● **Written task**
Render the stored records from the start through the line containing "point(115, 169)", both ends included, as a Markdown table with the columns Row and Line. Number each row, skip blank lines, and leave the pictures out.

[Stored records]
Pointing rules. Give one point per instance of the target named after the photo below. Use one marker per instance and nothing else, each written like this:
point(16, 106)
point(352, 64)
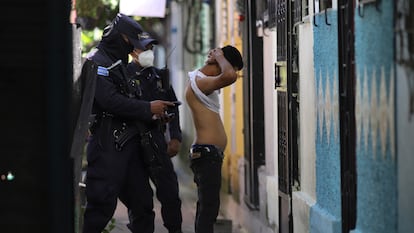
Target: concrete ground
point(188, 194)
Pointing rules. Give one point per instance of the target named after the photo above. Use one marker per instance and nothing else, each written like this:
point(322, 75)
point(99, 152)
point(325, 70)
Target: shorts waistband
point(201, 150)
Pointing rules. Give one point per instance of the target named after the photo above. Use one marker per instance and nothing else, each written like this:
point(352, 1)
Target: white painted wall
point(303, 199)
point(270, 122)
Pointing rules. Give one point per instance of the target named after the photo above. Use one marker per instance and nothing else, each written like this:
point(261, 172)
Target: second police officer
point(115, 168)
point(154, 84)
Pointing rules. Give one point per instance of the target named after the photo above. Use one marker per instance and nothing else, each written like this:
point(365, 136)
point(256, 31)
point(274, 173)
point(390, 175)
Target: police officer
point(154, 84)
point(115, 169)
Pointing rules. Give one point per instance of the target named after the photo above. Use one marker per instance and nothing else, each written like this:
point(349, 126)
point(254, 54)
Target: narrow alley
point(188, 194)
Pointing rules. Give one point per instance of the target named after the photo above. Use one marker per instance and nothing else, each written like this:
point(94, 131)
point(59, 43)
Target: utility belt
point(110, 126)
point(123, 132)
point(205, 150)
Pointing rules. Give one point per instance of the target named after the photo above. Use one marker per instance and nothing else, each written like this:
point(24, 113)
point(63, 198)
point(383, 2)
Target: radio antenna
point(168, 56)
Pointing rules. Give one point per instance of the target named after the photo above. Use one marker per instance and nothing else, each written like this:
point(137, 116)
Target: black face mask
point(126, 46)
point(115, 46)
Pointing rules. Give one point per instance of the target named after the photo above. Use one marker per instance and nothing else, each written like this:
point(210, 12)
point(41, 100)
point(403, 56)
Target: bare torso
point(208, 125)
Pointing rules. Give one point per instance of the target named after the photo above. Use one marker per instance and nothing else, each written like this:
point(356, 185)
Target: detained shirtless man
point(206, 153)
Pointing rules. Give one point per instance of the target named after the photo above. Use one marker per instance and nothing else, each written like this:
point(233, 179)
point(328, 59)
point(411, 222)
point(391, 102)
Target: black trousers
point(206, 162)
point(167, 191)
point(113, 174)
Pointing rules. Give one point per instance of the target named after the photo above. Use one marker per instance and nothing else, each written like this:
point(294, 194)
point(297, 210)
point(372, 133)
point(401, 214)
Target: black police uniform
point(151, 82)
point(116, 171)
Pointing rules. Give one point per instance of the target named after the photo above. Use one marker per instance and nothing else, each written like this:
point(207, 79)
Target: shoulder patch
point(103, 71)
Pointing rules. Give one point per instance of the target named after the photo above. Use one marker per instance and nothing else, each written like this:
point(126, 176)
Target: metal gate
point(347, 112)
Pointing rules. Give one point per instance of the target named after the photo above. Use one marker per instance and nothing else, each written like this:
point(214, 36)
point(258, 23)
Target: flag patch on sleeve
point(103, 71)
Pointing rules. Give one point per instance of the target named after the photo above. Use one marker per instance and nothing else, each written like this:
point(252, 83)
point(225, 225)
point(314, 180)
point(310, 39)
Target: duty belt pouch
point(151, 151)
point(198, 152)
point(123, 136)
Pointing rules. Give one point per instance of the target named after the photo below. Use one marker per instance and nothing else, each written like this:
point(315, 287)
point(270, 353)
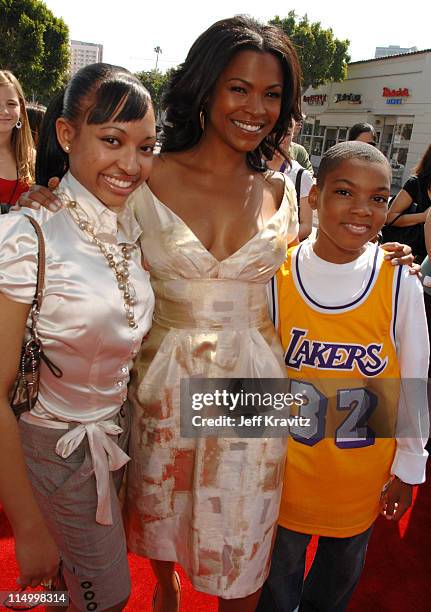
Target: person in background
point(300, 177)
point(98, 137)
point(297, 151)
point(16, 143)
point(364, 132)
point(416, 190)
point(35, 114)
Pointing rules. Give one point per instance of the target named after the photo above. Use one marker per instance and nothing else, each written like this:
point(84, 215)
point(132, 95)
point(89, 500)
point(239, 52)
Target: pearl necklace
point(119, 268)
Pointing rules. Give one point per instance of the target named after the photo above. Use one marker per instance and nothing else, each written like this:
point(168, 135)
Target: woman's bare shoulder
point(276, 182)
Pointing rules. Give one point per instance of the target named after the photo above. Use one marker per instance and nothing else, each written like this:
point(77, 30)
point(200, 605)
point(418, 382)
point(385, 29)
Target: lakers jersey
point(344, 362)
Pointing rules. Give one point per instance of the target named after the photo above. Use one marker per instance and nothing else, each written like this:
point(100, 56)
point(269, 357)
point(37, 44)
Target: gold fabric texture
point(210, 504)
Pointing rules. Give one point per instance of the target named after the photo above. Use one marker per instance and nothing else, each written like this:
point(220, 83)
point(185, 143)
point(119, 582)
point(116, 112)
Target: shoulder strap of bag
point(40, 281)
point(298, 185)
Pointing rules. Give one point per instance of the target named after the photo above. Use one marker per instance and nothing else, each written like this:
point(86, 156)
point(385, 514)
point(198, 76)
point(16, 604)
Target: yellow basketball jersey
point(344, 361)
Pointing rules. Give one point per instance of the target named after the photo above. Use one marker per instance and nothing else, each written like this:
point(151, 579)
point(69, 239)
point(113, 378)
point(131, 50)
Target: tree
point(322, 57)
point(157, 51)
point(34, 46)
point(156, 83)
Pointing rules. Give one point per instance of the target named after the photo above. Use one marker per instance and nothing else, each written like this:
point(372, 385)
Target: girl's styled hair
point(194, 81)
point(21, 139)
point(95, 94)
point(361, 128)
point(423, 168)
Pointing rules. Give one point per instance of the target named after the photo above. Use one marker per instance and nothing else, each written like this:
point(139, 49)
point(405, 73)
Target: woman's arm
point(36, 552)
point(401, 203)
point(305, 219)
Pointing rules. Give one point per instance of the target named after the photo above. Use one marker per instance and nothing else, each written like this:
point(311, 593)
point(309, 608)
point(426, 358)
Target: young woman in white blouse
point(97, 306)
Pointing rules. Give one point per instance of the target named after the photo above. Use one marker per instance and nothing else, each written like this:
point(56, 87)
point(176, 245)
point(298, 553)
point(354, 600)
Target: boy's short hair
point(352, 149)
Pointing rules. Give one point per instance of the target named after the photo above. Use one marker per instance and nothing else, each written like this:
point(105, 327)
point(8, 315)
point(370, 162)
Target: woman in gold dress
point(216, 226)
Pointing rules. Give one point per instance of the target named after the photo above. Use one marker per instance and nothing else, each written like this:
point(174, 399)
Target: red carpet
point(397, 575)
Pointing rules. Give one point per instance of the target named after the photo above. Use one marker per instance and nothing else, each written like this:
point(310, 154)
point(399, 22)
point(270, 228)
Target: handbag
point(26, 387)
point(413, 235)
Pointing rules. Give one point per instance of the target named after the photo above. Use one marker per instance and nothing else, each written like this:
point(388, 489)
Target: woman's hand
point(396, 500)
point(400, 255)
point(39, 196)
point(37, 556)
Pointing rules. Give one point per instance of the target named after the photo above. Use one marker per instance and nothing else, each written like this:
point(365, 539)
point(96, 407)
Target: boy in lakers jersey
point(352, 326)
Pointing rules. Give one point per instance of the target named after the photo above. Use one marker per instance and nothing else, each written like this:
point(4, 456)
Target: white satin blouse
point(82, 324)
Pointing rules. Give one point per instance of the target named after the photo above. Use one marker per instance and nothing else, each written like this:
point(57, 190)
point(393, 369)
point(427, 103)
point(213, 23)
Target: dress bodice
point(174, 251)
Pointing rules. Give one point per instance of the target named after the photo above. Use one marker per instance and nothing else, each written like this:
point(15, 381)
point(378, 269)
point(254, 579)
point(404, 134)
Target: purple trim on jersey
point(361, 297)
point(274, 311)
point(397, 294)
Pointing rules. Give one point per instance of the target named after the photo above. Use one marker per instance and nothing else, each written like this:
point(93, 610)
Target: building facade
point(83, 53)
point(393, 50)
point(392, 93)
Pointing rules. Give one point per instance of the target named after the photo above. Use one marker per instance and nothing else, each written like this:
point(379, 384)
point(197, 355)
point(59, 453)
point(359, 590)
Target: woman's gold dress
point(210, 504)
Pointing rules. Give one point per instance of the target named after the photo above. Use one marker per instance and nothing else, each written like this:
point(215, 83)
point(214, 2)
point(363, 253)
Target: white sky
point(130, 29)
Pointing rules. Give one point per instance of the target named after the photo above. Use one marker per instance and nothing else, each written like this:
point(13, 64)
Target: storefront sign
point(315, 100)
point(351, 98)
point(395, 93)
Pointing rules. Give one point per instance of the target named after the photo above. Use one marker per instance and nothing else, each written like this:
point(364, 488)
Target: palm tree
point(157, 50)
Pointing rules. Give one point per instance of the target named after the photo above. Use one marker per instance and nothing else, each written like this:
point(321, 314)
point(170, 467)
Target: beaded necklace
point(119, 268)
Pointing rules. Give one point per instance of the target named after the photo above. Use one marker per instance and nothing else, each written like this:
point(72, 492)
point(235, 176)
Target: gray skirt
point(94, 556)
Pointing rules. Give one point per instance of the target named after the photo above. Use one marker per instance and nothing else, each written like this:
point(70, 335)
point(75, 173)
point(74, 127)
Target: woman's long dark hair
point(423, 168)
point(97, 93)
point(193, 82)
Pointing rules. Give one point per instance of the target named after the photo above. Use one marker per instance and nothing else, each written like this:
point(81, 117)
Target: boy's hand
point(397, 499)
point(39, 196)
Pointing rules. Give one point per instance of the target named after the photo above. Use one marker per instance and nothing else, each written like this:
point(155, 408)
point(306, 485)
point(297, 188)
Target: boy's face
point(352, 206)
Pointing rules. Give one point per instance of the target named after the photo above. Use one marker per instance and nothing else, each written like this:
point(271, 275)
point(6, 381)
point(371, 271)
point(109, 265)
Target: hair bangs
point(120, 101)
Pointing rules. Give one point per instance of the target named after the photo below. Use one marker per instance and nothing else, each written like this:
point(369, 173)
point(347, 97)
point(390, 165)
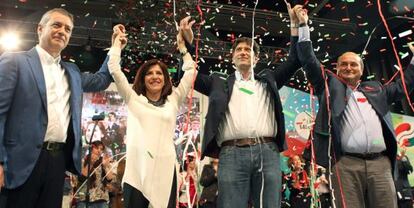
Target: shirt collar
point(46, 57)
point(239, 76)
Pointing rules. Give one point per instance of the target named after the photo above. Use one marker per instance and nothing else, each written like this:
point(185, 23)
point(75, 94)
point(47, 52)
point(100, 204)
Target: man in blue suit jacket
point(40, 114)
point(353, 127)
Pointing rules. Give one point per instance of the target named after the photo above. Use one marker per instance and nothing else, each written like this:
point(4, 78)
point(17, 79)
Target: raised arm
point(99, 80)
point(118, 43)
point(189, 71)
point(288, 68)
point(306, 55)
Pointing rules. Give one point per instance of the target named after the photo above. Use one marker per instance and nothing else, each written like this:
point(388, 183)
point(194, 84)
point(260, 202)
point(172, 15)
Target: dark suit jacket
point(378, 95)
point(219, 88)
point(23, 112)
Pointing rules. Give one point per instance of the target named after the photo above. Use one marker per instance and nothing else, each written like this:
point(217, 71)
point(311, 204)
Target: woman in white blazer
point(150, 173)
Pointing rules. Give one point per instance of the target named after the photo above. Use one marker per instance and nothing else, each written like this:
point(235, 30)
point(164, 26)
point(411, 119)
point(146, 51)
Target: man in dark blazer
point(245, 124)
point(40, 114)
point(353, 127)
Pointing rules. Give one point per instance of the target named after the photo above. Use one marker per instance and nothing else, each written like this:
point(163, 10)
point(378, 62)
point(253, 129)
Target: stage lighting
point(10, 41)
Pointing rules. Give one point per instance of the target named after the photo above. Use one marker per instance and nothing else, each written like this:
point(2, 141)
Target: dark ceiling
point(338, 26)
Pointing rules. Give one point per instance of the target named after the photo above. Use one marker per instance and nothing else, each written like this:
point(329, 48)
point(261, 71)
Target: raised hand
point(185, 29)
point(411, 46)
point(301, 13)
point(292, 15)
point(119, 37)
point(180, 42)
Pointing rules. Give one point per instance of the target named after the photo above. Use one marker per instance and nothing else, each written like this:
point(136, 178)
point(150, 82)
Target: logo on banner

● **Solution below**
| Row | Line |
|---|---|
| 1 | Pointing rules. Give one point per instance of the target named after the photo below. Use one marker per instance and nothing else, each written like this: |
| 2 | point(16, 106) |
| 3 | point(352, 64) |
| 4 | Target: concrete ground |
| 5 | point(188, 194) |
| 6 | Pointing rules. Give one point per instance of the target named after the photo above. Use one marker per instance and nothing else, each written like this: |
| 7 | point(322, 75) |
| 8 | point(99, 152) |
| 9 | point(325, 70) |
| 10 | Target: shorts waistband |
| 11 | point(201, 150) |
| 12 | Pointing rules. Give one point per instance of the target named after the photo above. Use one marker per instance and nothing else, each written like this: |
| 13 | point(352, 1) |
| 14 | Target: white painted wall |
| 15 | point(303, 199) |
| 16 | point(270, 122) |
| 17 | Pointing rules. Give one point per instance of the target named after the photo above. Use one marker per instance and nothing else, each written like this: |
| 18 | point(261, 172) |
| 19 | Target: second police officer |
| 20 | point(115, 168) |
| 21 | point(154, 84) |
| 22 | Pointing rules. Give one point per instance of the target named after the photo above. Use one marker per instance and nothing else, each written like this: |
| 23 | point(365, 136) |
| 24 | point(256, 31) |
| 25 | point(274, 173) |
| 26 | point(390, 175) |
| 27 | Target: police officer |
| 28 | point(154, 84) |
| 29 | point(115, 169) |